_TASK BRIEF_
Turn each line of the material below into an item in a numbered list, leaving out any blank lines.
+===+
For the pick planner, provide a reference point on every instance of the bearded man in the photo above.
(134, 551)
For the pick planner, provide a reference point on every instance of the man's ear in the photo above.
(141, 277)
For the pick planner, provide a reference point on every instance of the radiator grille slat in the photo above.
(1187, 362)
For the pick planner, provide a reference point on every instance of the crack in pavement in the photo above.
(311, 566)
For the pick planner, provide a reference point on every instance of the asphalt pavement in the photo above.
+===+
_SOLUTION TO THIS PROBLEM_
1. For the pick planner, provide a reference point on every instance of the bearded man in the photo above.
2. (134, 551)
3. For the pick planner, provide a reference point on every instance of the man's ear in the photo above.
4. (141, 277)
5. For the pick planner, provide a reference point on every instance of the radiator grille slat in the photo above.
6. (1187, 362)
7. For the pick planner, provide a reference point on every instance of the crack in pavement in the photo above.
8. (311, 566)
9. For the pick planner, provide a reference point on every instance of the asphalt pavement in the photo above.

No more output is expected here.